───── EXERCISE DATA

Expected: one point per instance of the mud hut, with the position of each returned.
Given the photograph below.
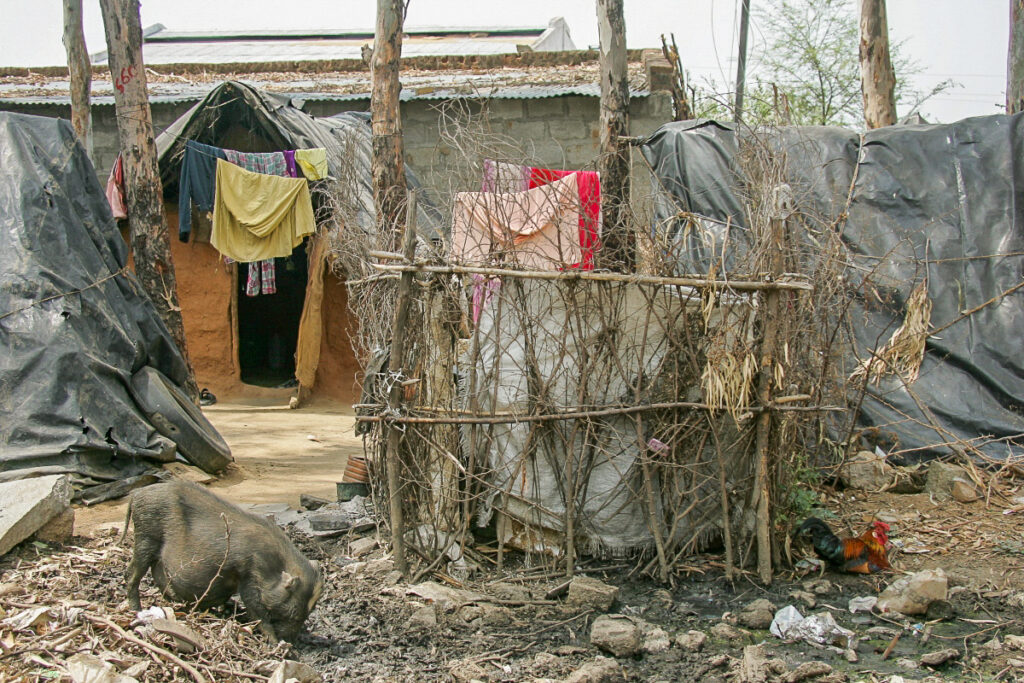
(299, 336)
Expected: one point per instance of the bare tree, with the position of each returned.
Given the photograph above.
(151, 245)
(1015, 58)
(80, 72)
(388, 162)
(878, 80)
(617, 251)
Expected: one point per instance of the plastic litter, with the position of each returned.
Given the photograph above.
(821, 629)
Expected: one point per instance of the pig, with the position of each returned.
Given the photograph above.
(203, 550)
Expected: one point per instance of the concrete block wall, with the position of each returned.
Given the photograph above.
(556, 132)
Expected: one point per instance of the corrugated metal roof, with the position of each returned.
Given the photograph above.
(218, 47)
(192, 95)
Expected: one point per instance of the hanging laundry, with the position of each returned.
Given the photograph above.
(272, 163)
(116, 189)
(196, 184)
(537, 228)
(505, 177)
(312, 162)
(590, 202)
(258, 216)
(262, 278)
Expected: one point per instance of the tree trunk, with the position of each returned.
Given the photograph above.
(151, 245)
(388, 162)
(878, 81)
(617, 252)
(744, 29)
(80, 73)
(1015, 58)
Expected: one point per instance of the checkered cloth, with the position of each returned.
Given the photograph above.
(271, 163)
(262, 279)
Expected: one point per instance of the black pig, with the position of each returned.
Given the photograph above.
(203, 550)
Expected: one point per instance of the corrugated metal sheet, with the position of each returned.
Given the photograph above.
(195, 93)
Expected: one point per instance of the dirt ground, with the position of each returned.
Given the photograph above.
(515, 625)
(279, 454)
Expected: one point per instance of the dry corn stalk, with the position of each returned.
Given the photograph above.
(904, 351)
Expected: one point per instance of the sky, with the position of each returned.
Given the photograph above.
(948, 39)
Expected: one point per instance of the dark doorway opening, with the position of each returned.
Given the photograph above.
(268, 324)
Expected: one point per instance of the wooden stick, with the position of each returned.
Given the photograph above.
(199, 678)
(508, 418)
(392, 456)
(738, 285)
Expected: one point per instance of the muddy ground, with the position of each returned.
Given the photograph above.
(507, 627)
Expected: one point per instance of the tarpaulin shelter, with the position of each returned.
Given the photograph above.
(222, 325)
(83, 347)
(935, 204)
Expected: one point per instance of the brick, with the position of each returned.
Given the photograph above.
(546, 108)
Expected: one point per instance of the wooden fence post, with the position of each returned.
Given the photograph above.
(151, 245)
(395, 367)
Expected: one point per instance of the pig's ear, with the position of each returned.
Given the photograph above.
(289, 582)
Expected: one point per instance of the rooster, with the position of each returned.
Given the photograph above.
(865, 554)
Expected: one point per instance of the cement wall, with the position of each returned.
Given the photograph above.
(555, 132)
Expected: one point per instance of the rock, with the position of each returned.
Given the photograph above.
(85, 668)
(654, 639)
(940, 479)
(445, 597)
(464, 671)
(992, 646)
(587, 593)
(425, 616)
(804, 596)
(58, 529)
(964, 491)
(758, 614)
(290, 670)
(359, 547)
(599, 670)
(867, 471)
(616, 634)
(1015, 642)
(912, 595)
(26, 505)
(505, 591)
(312, 502)
(692, 641)
(939, 657)
(806, 671)
(378, 567)
(11, 589)
(727, 632)
(188, 473)
(485, 613)
(544, 659)
(818, 586)
(754, 666)
(862, 604)
(939, 610)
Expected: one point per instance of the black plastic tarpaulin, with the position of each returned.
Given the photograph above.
(75, 324)
(936, 203)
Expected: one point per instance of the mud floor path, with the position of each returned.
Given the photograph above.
(279, 455)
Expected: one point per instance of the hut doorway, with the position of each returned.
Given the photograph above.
(268, 321)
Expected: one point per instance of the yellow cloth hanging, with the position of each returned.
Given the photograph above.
(312, 162)
(258, 216)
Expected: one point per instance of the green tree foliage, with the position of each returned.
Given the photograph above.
(808, 72)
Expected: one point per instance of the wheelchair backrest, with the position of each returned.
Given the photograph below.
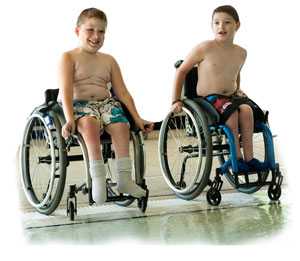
(190, 92)
(190, 83)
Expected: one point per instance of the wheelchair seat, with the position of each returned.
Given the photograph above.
(189, 140)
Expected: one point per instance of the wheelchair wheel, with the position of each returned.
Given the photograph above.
(260, 143)
(185, 152)
(136, 154)
(43, 162)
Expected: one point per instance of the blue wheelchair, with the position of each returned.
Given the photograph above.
(45, 156)
(189, 141)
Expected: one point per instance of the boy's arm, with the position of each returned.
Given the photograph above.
(193, 58)
(123, 94)
(66, 72)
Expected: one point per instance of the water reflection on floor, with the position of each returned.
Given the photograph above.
(238, 225)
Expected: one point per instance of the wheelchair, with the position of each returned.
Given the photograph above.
(45, 156)
(189, 141)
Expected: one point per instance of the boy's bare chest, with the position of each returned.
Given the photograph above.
(91, 68)
(221, 63)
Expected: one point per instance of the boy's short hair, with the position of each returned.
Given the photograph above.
(91, 13)
(228, 9)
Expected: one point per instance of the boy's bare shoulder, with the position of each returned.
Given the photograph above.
(241, 50)
(205, 45)
(108, 58)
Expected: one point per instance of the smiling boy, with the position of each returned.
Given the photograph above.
(86, 79)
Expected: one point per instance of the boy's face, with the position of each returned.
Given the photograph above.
(224, 27)
(91, 34)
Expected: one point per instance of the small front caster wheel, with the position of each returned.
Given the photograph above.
(274, 192)
(213, 197)
(71, 211)
(181, 185)
(143, 202)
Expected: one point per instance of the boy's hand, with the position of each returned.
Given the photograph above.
(68, 129)
(177, 107)
(145, 126)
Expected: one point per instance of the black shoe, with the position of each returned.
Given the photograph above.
(256, 165)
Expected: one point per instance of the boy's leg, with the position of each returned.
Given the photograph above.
(246, 120)
(89, 127)
(233, 124)
(246, 127)
(120, 137)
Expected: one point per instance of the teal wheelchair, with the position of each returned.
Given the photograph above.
(45, 156)
(189, 141)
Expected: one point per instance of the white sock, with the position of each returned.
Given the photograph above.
(98, 175)
(125, 182)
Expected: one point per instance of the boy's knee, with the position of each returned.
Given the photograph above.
(245, 109)
(88, 123)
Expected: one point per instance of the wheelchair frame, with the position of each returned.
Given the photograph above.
(198, 124)
(43, 134)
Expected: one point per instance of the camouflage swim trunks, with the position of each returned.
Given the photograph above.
(106, 111)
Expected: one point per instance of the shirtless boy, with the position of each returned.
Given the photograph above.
(219, 63)
(86, 77)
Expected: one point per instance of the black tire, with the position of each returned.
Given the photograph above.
(213, 197)
(185, 147)
(43, 162)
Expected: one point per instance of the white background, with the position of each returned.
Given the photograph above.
(147, 37)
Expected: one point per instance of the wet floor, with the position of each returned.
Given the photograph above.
(239, 223)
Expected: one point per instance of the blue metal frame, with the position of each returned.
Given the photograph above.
(269, 146)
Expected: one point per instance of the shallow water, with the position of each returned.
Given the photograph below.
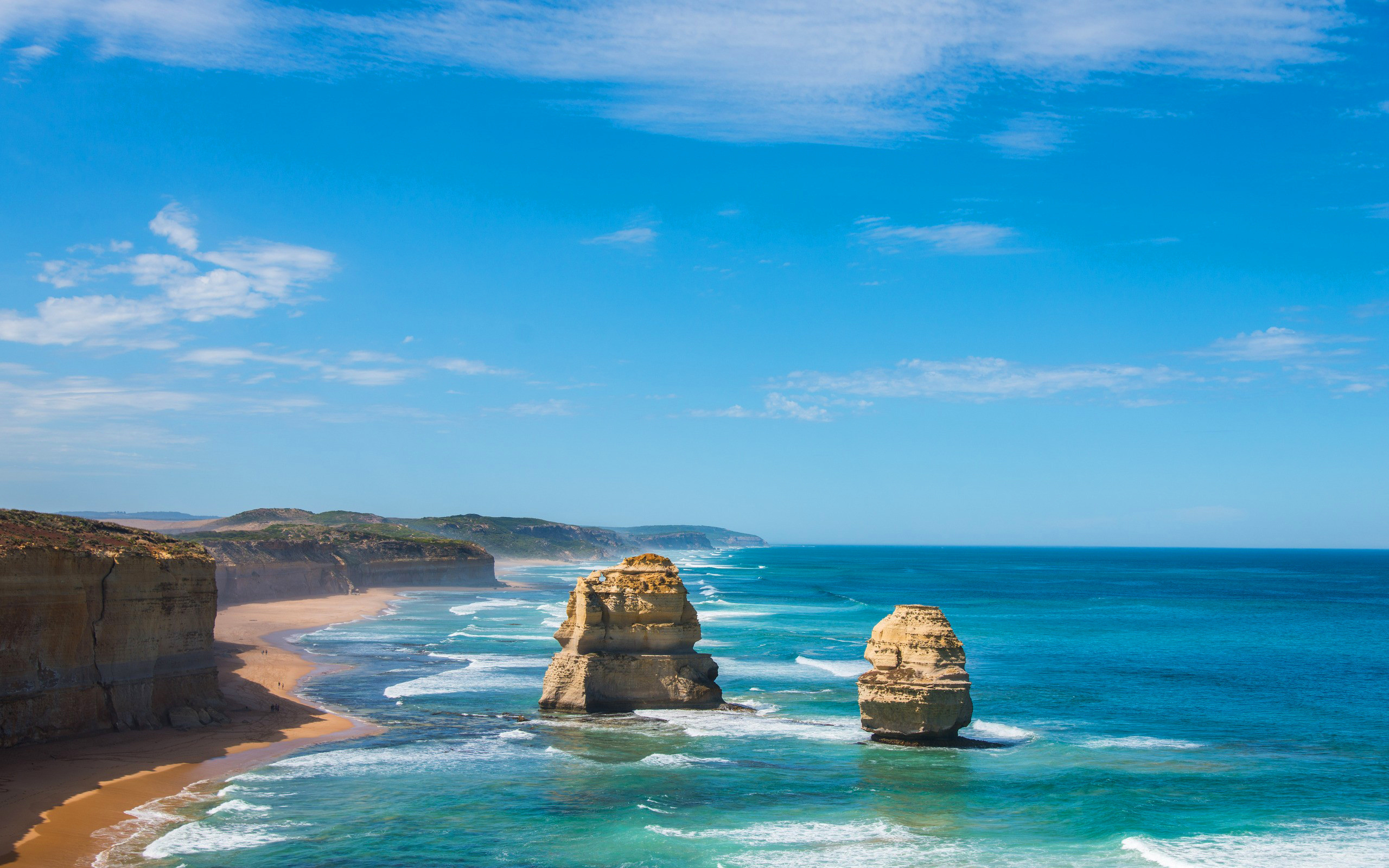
(1171, 707)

──────────

*TASK GOAL*:
Which lines of the listing above hold the word "wooden"? Copy each of them.

*WRITTEN REPLY*:
Expected: one point per instance of the wooden stick, with the position of each returned.
Expected: one point per instance of the wooden fence post, with the position of each returned.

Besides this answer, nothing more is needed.